Excerpt to read Block Start

Simple Acts of Kindness to do During Random Acts of Kindness Week

 

The benefits speak for themselves, so what are you waiting for? Get out there and do kind things with your family.

 

To get the ball rolling, I’ll share what I’m planning for Random Acts of Kindness week. I will be volunteering at my son’s elementary school during lunchtime to help kids make Valentine’s Day greetings for our local senior communities. I’ll also be making a few brown bag lunches for the homeless in our community (see the bullet below). Aside from those big endeavors, I’ll probably do a few of the smaller kindness activities on the list that don’t take a lot of money or time.

 

Here are some other acts of kindness to do by yourself or with your kids.

 

  • Make Valentine’s Day cards for seniors in an assisted living facility, kids at your local children’s hospital or soldiers stationed abroad. All you need is some construction paper, crayons and markers and you’re good to go!

 

  • Feed parking meters in your city. If you live in a city with lots of parking meters like I do, take your kids for a walk and feed meters that are running low on time. It will cost you a few dollars, but you’ll make someone’s day!

 

  • Collect items for a charity. Collect old blankets and towels for a dog rescue or gently used jackets for a homeless shelter. Get together with a few friends to gather more items to make an even bigger impact.

 

  • Bake a treat for police or fire fighters. Bake some cookies or muffins for those that put their lives on the line for others.

 

  • Leave a special gift for an elderly neighbor. You can bake something or buy a small plant and surprise an elderly neighbor with our kindness.

 

  • Do a volunteer day with your kids. Pick a non profit that accepts kids and work side by side for the betterment of others. Possible non profits are animal rescues, community clean ups or a food bank (depending on age).

 

  • Help someone in need. When my oldest was a baby, I was stuck at the top of the stairs of the mall food court because the elevator was broken. I had to take my son out of his stroller, carry my diaper bag down the stairs, then go back up and carry the stroller and child down. Not one person helped me in a food court full of people. It was kind of shocking. Don’t be those people. It has been almost eight years and I still remember how aweful it felt to have several people literally walk past a new mom in need.

 

  • Help the homeless or battered women in your community. There is a woman in my community who has started a homeless brown bag lunch program. She leaves a box on her front porch on select Saturdays for people to leave brown bag lunches that include a sandwich, piece of fruit, water bottle and a treat in. She then spends the afternoon delivering the lunches to homeless people in the community. This takes a bit more organization and planning, but what a great idea!

Excerpt to read Block End

- [Exercises]:
1 - List each act of kindness that the Random Acts of Kindness Week piece gives as a bullet point, using the opening sentence of each bullet.
2 - In the Random Acts of Kindness Week piece, what goes into each brown bag lunch in the program that a woman in the writer's community started?

Data under study Block Start

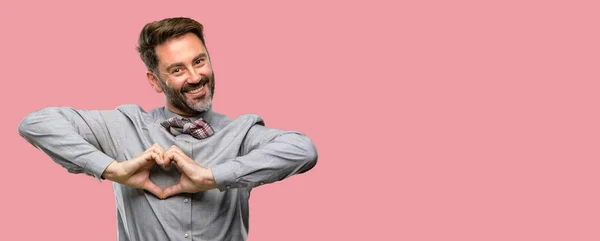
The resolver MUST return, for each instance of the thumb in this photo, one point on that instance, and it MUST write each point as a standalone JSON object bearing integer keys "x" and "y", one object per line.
{"x": 172, "y": 190}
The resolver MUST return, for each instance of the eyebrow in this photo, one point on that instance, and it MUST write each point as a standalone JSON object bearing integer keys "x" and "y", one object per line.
{"x": 179, "y": 64}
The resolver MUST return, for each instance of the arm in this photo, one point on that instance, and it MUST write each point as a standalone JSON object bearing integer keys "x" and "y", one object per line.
{"x": 76, "y": 139}
{"x": 72, "y": 138}
{"x": 269, "y": 155}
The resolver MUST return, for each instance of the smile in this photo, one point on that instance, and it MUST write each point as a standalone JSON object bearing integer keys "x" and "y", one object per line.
{"x": 195, "y": 91}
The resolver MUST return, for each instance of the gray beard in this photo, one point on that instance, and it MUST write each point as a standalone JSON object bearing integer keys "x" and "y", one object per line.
{"x": 178, "y": 100}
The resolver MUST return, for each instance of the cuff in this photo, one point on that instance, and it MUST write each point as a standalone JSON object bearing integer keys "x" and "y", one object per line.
{"x": 225, "y": 176}
{"x": 96, "y": 164}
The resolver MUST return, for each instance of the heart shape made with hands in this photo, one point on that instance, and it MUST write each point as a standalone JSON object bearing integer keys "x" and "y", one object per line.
{"x": 136, "y": 172}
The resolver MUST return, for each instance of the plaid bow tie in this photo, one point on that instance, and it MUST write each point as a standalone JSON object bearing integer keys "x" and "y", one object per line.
{"x": 177, "y": 126}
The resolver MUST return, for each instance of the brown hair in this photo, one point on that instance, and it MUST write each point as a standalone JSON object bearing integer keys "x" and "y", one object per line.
{"x": 158, "y": 32}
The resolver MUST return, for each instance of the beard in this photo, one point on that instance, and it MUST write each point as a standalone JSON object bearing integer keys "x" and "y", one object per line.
{"x": 178, "y": 99}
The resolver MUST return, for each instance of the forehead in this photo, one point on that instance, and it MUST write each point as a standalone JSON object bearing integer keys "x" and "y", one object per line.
{"x": 181, "y": 49}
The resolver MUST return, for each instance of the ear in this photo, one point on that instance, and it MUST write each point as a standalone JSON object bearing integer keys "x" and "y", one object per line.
{"x": 154, "y": 81}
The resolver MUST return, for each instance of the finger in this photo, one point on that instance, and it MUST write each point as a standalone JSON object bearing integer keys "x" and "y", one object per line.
{"x": 156, "y": 148}
{"x": 172, "y": 190}
{"x": 149, "y": 159}
{"x": 153, "y": 188}
{"x": 185, "y": 164}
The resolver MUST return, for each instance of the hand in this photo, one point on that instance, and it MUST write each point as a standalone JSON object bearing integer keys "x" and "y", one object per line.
{"x": 194, "y": 178}
{"x": 135, "y": 172}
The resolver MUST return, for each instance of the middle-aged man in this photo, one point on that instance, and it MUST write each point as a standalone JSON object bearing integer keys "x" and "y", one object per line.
{"x": 182, "y": 171}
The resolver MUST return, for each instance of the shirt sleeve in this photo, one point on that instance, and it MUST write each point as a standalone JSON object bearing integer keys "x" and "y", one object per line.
{"x": 72, "y": 138}
{"x": 270, "y": 155}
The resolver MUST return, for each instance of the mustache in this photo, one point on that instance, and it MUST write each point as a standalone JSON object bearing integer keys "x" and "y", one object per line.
{"x": 187, "y": 87}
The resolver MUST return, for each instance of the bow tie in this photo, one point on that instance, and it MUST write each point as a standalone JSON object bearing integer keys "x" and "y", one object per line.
{"x": 177, "y": 126}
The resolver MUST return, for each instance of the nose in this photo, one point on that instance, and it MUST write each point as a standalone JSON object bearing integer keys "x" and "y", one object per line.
{"x": 194, "y": 76}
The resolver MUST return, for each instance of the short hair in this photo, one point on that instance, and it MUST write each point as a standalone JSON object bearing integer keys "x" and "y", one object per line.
{"x": 158, "y": 32}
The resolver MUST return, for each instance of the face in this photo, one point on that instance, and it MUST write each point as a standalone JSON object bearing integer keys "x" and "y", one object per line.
{"x": 184, "y": 74}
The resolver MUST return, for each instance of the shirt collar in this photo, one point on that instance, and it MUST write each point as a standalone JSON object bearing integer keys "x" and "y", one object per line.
{"x": 206, "y": 115}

Data under study Block End

- [Per-task answers]:
1 -
- Make Valentine's Day cards for seniors in an assisted living facility, kids at your local children's hospital or soldiers stationed abroad.
- Feed parking meters in your city.
- Collect items for a charity.
- Bake a treat for police or fire fighters.
- Leave a special gift for an elderly neighbor.
- Do a volunteer day with your kids.
- Help someone in need.
- Help the homeless or battered women in your community.

2 - A sandwich, a piece of fruit, a water bottle and a treat.